TEXTO EXTRAÍDO =>
□ □ □ □ □

Quisiera que se entendiese correctamente mi actitud.

En primer lugar, aspiraba a una ausencia de presuposiciones de modo tal que ya ninguna me parecía adecuada. No hay nada que me vincule a un tradición particular. Así, no puedo dejar de ver en el ocultismo una presuposición que me interesa en tanto que responde a la nostalgia religiosa, pero de la cual me alejo a pesar de todo ya que implica una creencia determinada. Añado que aparte de las cristianas, las preocupaciones ocultistas son para mí las más irritantes, dado que al afirmarse en un mundo donde se imponen los principios de la ciencia, les dan deliberadamente la espalda. Convierten así a quien las admite en un hombre entre otros que sabe de la existencia del cálculo pero que se niega a corregir sus errores de edición. La ciencia no me enceguece (deslumbreado, no podría responder a sus exigencias) y tampoco me perturba el cálculo. Me gusta pues que me digan "dos y dos son cinco", pero si alguien hace cuentas conmigo con un fin preciso, no me quedo con pretendida identidad entre cinco y dos más dos. para mi nadie podría plantear el problema de la religión a partir de soluciones gratuitas que el actual espíritu riguroso rechaza. No soy un hombre de ciencia en la medida en que hablo de experiencia interior, y no de objetos pero en la medida en que hablo de objetos, lo hago con el inevitable rigor de los hombres de ciencia.


Diría incluso que la mayoría de las veces, dentro de la actitud religiosa, entra una avidez tan grande de respuestas apresuradas que religión a adquirido el sentido de facilidad mental, y que mis primeras palabras hacen pensar a lectores desprevenidos que se trata de una aventura intelectual y no del incesante recorrido que pone al espíritu más allá, si es precido, pero por medio de la filosofía y de las ciencias, en busca de todo lo posible que puede abrirse.

□ □ □ □ □

TAREA PLANTEADA A => En el texto extraído, ¿qué preocupaciones se describen como las más irritantes aparte de las cristianas?
TAREA PLANTEADA B => Resume el texto extraído en dos oraciones.
TAREA PLANTEADA C => Copia literalmente del texto extraído el fragmento comprendido entre "Diría incluso que" y "que puede abrirse.", ambos incluidos.

DATOS PROPORCIONADOS =>
□ □ □ □ □

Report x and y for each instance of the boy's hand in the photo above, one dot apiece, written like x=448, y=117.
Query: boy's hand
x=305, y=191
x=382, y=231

□ □ □ □ □

RESPUESTA COMPLETA A => Las preocupaciones ocultistas.

RESPUESTA COMPLETA B => Quien escribe rechaza toda presuposición, incluido el ocultismo, porque implica una creencia determinada y da deliberadamente la espalda a los principios de la ciencia. Al hablar de experiencia interior no actúa como hombre de ciencia, pero al hablar de objetos lo hace con rigor científico, y advierte que en la actitud religiosa suele entrar tal avidez de respuestas apresuradas que la religión ha adquirido el sentido de facilidad mental.

RESPUESTA COMPLETA C =>
Diría incluso que la mayoría de las veces, dentro de la actitud religiosa, entra una avidez tan grande de respuestas apresuradas que religión a adquirido el sentido de facilidad mental, y que mis primeras palabras hacen pensar a lectores desprevenidos que se trata de una aventura intelectual y no del incesante recorrido que pone al espíritu más allá, si es precido, pero por medio de la filosofía y de las ciencias, en busca de todo lo posible que puede abrirse.